Records from a data collection
------------------------------------

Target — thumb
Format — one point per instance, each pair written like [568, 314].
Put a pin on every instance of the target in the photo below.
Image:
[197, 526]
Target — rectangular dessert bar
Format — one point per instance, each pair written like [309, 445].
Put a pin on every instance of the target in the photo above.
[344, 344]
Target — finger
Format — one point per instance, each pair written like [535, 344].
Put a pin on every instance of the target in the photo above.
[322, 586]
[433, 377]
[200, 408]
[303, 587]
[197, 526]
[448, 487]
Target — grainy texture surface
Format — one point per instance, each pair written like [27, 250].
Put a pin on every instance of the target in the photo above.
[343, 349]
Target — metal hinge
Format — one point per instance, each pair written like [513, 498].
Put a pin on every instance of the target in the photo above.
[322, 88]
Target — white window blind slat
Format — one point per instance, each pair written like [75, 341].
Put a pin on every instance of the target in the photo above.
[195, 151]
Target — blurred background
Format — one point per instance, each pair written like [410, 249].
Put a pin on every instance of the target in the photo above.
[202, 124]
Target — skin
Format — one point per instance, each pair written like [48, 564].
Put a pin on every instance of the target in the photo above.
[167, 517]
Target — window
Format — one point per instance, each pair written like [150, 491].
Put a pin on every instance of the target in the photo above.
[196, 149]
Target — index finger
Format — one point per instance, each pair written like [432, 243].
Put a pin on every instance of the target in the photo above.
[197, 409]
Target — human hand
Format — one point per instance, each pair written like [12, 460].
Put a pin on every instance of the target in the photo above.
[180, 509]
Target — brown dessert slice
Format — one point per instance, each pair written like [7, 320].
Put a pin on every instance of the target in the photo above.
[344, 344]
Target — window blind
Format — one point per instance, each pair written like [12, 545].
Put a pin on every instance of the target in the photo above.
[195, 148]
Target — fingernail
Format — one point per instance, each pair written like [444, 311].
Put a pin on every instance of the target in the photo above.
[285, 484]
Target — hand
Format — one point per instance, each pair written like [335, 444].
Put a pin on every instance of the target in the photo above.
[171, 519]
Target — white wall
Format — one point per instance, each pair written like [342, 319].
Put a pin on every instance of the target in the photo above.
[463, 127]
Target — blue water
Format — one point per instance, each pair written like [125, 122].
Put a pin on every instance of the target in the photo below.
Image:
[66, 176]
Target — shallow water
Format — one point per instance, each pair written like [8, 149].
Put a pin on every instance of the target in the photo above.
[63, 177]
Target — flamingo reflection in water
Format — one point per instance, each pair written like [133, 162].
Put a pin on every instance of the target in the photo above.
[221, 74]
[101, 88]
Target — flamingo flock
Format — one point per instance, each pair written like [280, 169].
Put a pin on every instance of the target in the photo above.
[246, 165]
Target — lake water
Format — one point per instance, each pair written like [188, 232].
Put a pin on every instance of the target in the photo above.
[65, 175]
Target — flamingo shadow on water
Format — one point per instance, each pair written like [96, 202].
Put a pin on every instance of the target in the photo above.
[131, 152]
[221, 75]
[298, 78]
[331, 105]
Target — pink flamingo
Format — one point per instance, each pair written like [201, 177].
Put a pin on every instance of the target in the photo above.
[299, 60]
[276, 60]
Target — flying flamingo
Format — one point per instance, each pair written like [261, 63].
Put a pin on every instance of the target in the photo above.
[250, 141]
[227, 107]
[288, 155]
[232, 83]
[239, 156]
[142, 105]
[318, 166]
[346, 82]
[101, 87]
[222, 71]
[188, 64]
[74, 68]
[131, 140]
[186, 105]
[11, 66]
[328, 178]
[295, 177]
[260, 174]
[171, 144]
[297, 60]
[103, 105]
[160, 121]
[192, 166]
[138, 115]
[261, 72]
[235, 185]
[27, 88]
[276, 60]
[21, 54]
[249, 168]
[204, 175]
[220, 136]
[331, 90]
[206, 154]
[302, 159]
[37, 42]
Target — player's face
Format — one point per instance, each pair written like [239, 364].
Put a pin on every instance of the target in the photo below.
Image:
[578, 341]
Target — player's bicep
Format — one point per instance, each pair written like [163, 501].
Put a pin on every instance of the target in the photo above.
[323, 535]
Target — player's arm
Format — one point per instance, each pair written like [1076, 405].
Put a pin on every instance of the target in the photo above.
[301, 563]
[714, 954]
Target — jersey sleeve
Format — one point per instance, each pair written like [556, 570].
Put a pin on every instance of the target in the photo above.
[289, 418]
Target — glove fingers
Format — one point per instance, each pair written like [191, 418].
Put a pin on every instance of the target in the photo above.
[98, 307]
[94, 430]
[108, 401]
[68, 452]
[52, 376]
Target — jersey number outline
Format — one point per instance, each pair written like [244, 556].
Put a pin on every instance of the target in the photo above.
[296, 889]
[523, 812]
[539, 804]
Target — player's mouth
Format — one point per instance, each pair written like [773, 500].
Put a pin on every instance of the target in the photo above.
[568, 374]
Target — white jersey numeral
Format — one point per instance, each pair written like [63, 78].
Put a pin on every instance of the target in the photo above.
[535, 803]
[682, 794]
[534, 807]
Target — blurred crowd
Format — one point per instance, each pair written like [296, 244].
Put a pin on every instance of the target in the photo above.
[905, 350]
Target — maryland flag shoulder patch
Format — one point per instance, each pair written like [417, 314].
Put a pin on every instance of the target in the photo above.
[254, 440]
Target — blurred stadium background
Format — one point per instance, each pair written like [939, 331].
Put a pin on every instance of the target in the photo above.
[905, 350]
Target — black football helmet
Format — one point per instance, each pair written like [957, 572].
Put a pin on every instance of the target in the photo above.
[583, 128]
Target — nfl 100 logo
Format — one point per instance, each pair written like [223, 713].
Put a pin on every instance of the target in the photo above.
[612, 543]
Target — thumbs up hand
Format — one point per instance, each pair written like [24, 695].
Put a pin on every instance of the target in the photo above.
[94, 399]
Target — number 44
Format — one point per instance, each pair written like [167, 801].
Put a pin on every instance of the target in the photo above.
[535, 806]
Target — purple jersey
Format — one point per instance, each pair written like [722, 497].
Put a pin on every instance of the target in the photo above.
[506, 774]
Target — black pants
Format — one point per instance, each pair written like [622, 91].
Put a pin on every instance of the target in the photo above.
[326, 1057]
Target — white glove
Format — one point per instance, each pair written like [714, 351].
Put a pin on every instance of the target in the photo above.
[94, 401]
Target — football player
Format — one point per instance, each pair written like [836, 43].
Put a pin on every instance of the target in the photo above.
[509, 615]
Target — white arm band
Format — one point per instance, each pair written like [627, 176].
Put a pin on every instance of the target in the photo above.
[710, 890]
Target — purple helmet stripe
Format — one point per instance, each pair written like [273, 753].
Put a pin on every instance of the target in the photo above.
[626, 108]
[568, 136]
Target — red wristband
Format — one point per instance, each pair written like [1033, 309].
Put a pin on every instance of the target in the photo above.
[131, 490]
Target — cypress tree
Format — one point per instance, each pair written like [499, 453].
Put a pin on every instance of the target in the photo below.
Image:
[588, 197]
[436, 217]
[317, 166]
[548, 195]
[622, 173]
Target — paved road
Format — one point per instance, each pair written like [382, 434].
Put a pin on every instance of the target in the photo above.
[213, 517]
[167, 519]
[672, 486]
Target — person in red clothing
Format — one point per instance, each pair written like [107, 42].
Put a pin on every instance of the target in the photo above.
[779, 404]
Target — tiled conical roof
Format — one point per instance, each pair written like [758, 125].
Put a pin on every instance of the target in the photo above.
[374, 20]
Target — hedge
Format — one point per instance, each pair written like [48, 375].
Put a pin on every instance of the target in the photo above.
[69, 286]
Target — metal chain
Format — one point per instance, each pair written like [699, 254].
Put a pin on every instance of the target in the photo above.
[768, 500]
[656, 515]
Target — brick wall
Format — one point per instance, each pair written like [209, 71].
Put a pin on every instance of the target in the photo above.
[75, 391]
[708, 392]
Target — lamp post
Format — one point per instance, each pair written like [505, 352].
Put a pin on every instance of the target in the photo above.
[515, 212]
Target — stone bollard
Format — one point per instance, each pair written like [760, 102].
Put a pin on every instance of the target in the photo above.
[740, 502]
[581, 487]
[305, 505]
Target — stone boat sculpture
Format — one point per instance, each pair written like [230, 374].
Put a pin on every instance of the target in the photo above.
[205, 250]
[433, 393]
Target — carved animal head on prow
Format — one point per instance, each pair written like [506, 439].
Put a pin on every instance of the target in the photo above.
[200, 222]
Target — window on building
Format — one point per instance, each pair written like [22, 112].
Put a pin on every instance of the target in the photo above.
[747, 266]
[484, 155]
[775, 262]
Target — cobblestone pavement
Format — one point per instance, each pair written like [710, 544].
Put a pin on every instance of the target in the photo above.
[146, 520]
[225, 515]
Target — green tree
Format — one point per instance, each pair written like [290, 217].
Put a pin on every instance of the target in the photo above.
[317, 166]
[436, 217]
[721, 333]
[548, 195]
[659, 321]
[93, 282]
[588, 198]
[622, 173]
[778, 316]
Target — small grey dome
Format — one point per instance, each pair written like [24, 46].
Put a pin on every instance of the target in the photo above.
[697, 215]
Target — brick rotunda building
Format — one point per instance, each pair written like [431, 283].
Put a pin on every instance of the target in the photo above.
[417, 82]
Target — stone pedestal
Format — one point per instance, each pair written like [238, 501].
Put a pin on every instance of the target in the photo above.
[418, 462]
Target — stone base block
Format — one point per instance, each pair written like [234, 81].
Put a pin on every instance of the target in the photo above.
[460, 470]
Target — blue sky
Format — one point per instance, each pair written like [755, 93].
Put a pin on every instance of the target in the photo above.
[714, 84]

------------------------------------

_Goal of the exercise_
Output an exact copy of the lines beginning at the one that holds "Target — brick rotunda building" and running through the final line of the records.

_Result_
Target — brick rotunda building
Format — one point per instance, each pair written like [431, 283].
Put a pin on every instance of the target in the photo above.
[417, 82]
Target — stone pedestal
Format — one point per instance, each pair written like [238, 501].
Put a pin on every instance of the target in the photo above.
[418, 462]
Target — stone base block
Format — one point per instance, each pair written like [234, 81].
Put a pin on every instance of the target in the photo above.
[460, 470]
Target — blue sky
Format — one point per instance, each pair written like [755, 93].
Put a pin on every instance of the target in the photo above.
[714, 84]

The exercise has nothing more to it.